--- Metin ---

POLONEZ İŞÇİLERİNİN ETİ SERTTİR, YİYEMEZSİNİZ SİNYORA!
“Siniora Food Industries”, 1920’de, Filistin’in Kudüs kentinde kuruldu. Şirket Müslüman Araplara helal et üretiyor ve satıyordu. Büyüdü, serpildi, kendisine sınır aşırı ortaklar buldu, çok uluslu bir şirkete dönüştü.
Artık Filistin’in dışında, Suudi Arabistan, Ürdün ve Türkiye’de de tesisleri vardı. 1996 yılında Filistin ve Ürdün’deki tesisler APIC tarafından satın alındı. APIC’in açılımı Arap Filistin Yatırım Şirketi’dir.
Artık çok uluslu olan Siniora Food Industries, Türkiye’de faaliyet gösteren şarküteri şirketi Polonez’in yüzde 77 hissesini 28,3 milyon dolara devraldı. Orada ürettiklerini Ortadoğu’daki büyük marketlere dağıttı, büyük kârlar elde etti. Sinyora’nın sahibi APIC Yönetim Kurulu Başkanı ve CEO’su Tarek Aggad şirketin 2023 yılı toplam gelirinin bir önceki yıla göre yüzde 3,85 artışla 1,21 milyar ABD doları olarak gerçekleştiğini duyurdu yakın zamanda. Bizim küçük ölçekli Polonez’in sahibi işte böyle bir Sinyora’dır.

--- Verilen malzeme ---

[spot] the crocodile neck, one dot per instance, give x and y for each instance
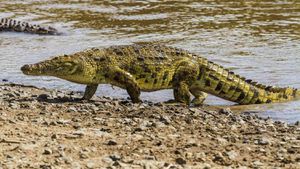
(221, 82)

---

:: Görev tanımı ::
Yukarıdaki Siniora metninden, "POLONEZ İŞÇİLERİNİN ETİ" sözlerinin geçtiği yerden başlayıp "Filistin Yatırım Şirketi’dir." sözlerinden sonra bırakarak ilgili bölümü harfi harfine yazıya geçirir misiniz?

:: Eksiksiz yanıt ::
POLONEZ İŞÇİLERİNİN ETİ SERTTİR, YİYEMEZSİNİZ SİNYORA!
“Siniora Food Industries”, 1920’de, Filistin’in Kudüs kentinde kuruldu. Şirket Müslüman Araplara helal et üretiyor ve satıyordu. Büyüdü, serpildi, kendisine sınır aşırı ortaklar buldu, çok uluslu bir şirkete dönüştü.
Artık Filistin’in dışında, Suudi Arabistan, Ürdün ve Türkiye’de de tesisleri vardı. 1996 yılında Filistin ve Ürdün’deki tesisler APIC tarafından satın alındı. APIC’in açılımı Arap Filistin Yatırım Şirketi’dir.